▸ ПИСЬМЕННОЕ ЗАДАНИЕ
Перепишите без изменений строки материала ниже, начиная со строки, содержащей «locate the sea of clouds in the photo above», и до самого конца материала включительно.

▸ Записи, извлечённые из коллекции
--*--
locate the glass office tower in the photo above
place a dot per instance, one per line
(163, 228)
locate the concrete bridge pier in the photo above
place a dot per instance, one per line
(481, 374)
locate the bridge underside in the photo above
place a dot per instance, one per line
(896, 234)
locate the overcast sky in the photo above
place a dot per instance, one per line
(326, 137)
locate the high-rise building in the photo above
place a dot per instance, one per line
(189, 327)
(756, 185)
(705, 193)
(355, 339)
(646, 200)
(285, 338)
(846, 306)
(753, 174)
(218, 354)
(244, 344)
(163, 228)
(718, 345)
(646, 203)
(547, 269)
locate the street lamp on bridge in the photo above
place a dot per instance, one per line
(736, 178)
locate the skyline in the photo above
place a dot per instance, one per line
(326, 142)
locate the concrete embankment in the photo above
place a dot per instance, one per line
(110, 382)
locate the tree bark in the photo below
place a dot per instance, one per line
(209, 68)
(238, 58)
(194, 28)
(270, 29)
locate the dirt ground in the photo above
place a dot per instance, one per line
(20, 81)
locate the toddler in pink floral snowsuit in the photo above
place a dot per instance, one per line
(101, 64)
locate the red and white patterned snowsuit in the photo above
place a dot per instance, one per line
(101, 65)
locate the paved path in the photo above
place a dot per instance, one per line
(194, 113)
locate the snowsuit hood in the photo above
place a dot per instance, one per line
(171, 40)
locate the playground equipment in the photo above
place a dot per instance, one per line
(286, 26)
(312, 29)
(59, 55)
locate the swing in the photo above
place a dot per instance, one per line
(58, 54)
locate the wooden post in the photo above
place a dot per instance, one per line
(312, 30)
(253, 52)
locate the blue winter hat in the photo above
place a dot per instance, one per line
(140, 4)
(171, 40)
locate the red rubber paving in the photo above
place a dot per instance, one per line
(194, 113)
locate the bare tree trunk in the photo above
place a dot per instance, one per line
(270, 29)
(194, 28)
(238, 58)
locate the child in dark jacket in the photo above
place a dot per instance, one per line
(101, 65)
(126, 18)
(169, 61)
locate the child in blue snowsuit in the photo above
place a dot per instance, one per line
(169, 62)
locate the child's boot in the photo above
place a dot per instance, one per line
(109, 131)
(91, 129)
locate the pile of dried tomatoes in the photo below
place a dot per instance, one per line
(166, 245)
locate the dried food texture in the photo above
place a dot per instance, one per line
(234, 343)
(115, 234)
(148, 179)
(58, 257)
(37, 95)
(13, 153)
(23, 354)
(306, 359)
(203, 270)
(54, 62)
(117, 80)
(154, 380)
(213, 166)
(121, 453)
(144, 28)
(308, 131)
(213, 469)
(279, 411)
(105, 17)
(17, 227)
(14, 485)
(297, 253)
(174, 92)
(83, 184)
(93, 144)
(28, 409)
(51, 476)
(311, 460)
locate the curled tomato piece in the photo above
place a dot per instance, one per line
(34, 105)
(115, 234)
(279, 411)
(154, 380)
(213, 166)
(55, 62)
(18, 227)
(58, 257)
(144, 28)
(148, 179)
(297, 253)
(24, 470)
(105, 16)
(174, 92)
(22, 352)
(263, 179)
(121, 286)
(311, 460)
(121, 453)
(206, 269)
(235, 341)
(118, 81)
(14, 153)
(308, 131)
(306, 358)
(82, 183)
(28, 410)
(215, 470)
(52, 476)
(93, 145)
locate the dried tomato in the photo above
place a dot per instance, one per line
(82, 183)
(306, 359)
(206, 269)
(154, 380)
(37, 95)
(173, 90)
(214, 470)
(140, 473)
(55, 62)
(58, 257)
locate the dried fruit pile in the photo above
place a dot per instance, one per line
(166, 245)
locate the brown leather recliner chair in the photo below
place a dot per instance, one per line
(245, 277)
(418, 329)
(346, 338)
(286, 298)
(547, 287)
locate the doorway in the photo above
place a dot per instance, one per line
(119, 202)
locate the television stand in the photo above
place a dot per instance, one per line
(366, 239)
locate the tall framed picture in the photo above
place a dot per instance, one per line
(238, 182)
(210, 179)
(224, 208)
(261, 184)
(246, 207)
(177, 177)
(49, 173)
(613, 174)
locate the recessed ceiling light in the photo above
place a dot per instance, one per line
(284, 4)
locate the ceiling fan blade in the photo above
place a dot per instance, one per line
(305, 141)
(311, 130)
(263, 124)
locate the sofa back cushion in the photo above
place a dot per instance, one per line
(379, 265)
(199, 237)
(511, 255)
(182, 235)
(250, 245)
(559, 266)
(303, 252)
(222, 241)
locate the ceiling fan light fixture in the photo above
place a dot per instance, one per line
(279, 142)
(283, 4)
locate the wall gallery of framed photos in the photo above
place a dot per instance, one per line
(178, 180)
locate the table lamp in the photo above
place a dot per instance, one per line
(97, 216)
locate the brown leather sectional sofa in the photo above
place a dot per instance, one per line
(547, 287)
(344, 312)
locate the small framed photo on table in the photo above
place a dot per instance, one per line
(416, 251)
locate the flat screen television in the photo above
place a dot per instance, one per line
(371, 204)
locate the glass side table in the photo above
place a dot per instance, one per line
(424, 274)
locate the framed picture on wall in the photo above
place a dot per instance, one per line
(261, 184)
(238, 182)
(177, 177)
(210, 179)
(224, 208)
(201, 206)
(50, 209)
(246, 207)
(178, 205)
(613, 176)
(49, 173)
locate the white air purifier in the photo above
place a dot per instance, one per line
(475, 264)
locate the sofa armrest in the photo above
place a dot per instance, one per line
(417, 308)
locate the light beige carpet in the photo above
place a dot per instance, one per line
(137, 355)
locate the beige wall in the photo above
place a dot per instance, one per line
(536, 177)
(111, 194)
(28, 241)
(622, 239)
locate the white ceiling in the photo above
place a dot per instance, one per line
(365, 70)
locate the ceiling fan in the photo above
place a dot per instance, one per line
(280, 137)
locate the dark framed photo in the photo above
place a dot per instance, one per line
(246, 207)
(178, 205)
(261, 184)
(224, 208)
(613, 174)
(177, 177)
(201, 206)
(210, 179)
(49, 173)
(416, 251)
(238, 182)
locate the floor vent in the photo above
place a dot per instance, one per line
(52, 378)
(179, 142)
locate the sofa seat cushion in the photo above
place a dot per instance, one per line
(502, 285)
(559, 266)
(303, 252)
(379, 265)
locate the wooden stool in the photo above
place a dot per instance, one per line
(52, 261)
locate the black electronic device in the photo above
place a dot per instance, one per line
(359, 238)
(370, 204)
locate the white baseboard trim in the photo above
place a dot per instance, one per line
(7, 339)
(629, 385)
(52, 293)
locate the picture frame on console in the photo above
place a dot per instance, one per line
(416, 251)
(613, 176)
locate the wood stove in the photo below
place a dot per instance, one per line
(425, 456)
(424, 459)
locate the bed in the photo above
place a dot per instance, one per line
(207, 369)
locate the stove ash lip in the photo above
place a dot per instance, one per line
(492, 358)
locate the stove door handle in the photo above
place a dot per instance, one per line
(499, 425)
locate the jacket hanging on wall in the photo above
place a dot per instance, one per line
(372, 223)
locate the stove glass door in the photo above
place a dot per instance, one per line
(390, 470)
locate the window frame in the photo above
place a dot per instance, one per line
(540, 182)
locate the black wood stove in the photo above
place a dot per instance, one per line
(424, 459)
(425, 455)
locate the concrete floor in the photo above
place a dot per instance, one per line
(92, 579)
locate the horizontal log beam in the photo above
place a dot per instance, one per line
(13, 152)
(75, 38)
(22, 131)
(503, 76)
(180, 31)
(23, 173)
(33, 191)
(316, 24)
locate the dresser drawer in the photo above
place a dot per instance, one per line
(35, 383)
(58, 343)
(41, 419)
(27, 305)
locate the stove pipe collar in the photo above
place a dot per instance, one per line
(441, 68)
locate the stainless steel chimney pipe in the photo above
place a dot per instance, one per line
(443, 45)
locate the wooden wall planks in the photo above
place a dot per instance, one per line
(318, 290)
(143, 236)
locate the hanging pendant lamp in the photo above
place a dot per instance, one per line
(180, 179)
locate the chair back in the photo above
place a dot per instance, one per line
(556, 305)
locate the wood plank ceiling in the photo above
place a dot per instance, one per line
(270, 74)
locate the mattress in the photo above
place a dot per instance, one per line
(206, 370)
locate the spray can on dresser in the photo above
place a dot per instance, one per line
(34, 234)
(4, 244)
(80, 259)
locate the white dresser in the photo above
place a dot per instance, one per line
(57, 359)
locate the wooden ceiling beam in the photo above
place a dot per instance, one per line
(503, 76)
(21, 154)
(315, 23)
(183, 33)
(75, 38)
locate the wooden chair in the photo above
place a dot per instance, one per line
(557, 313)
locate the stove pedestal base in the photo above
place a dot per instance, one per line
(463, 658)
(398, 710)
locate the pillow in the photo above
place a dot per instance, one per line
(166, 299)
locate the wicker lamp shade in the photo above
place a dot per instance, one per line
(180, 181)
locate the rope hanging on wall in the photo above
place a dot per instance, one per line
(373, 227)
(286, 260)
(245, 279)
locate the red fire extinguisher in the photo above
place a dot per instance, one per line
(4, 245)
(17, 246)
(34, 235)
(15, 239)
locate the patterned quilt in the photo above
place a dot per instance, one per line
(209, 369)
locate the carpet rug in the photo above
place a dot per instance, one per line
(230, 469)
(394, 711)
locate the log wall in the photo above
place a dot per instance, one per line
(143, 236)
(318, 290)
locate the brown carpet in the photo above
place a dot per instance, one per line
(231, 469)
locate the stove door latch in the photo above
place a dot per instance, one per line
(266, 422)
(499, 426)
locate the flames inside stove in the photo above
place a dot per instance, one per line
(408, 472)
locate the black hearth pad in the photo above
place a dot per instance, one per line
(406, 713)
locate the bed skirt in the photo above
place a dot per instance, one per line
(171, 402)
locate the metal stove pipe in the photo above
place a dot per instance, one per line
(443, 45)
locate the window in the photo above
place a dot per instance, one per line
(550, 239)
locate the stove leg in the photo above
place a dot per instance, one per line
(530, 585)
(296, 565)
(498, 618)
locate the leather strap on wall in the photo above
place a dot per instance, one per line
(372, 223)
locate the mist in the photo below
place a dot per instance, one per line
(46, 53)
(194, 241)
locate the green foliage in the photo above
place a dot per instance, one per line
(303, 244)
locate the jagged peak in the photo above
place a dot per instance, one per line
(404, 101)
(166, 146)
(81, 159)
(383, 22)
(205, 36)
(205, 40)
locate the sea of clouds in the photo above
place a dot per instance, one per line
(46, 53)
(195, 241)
--*--
▸ ОТВЕТ
locate the sea of clouds in the photo above
place a dot per instance, one per line
(46, 53)
(195, 241)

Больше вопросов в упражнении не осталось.